Textauszug =
# WLAN beim Spielen alle paar Min lags



## devolvo (9. Juli 2009)

Hallo Leute, also bin bei Kabel Deutschland (32k down/2k up), das ganze läuft über ein Thompson Router über zu D-Link DIR300 (W-LAN Modem), im Rechner hab ich eine hama WLAN PCI Karte.

Jetzt zu meinem Problem, also wenn ich Online spiele egal was, kommt etwa alle 1-2 Minuten ein lag welcher 2-4 sek dauert, also es ist so dass plötzlich meine Spielfigur stehen bleibt und nach paar Sekunden gehts wieder, aber ich bin dann paar Meter weiter als zuvor und meistens tot.
Also ich glaube es liegt am D-Link Modem, was meint ihr?

Mein Sys: e8400, Gigabyte GA-EP45-DS3, HD4870, 4GB

Danke schon mal für die Antworten
MFG

edit: hab Vista


----------



## midnight (9. Juli 2009)

Ich behaupte mal, es liegt am W-Lan. Dieses Phänomen habe ich auch, ich schiebe es dem WPAII zu. Probiers ma mit einem Kabel. Wenn es dann geht, dann ist es das W-Lan.

so far


----------



## devolvo (9. Juli 2009)

ja es liegt definitiv am W-LAN, weiß du vielleicht was ich dagegen machen kann?


----------



## manni-tu (9. Juli 2009)

Ich hatte das gleiche Problem. Habe mir daher d-lan zugelegt damit geht das einwandfrei. 
Soweit ich weiß liegen die lags daran, dass das Betriebssystem alle paar Minuten nach neuen W-lan netzen sucht. Wie man das allerdings abstellen kann weiß ich leider auch nicht.


----------



## Herbboy (9. Juli 2009)

es kann mit nem anderen router besser werden, aber allgemein wirst du bei WLAN wohl nicht mit ab und zu mal nem ruckler auskommen...


----------



## taks (9. Juli 2009)

Bei mir hat ein extra Accesspoint abhilfe geschafft.

Ich habe das Vorgängermodell von dem hier:
http://www.zyxel.de/web/product_fam...yGroupNo=C4C91A78-A0C3-47BA-B96F-9322E37FCAC5http://www.studerus.ch/products/wlan+802-11g/zyxel_g_2000plus_v2.html


----------



## alleinherrscher (13. Juli 2009)

(Datensätze aus einer Datenquelle)

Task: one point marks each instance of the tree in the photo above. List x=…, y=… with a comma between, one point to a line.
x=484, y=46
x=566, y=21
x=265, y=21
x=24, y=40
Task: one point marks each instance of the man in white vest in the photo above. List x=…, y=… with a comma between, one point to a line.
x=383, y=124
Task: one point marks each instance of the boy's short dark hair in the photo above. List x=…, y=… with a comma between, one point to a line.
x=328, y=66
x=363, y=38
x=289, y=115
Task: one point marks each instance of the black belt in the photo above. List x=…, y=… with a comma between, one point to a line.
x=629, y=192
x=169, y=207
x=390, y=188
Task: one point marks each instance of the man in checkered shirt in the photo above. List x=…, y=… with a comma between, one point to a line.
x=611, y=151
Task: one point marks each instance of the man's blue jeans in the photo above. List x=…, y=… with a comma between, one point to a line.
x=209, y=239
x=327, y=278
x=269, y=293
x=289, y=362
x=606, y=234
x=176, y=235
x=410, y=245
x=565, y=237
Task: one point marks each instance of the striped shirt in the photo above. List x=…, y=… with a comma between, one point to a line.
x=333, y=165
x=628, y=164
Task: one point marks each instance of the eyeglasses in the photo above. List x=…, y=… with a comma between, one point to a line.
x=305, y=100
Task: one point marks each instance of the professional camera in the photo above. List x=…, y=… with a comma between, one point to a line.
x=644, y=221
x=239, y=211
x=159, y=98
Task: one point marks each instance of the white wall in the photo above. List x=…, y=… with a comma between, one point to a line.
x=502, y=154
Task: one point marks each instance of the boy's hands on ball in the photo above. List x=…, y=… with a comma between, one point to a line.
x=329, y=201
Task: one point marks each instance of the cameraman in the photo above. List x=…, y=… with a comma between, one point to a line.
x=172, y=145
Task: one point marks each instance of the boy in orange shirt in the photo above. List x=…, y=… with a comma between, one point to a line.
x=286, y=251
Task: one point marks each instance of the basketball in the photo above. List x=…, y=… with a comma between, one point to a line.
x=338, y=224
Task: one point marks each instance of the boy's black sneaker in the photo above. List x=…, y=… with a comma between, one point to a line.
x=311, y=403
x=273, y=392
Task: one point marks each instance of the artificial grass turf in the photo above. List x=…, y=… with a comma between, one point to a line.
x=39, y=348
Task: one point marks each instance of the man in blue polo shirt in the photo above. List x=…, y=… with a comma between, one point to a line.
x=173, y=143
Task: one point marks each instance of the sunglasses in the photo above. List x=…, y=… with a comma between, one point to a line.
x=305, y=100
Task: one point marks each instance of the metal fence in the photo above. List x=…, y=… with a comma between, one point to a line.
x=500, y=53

Aufgabenstellung =
Fasse den Forenthread über Lags im WLAN in genau zwei Sätzen zusammen. Die Auflistung steht in keinem Zusammenhang mit dem Forenthread.

Lösung der Aufgabe =
Im Forenthread wird geschildert, dass beim Onlinespielen über einen D-Link DIR300 und eine WLAN-PCI-Karte etwa alle ein bis zwei Minuten ein Lag von zwei bis vier Sekunden auftritt, und nach dem Rat, es mit einem Kabel zu probieren, heißt es, das Problem liege definitiv am WLAN. Als Abhilfe werden dLAN, ein anderer Router und ein zusätzlicher Access Point genannt, wobei eine Antwort die Lags auf die regelmäßige Suche des Betriebssystems nach neuen WLAN-Netzen zurückführt.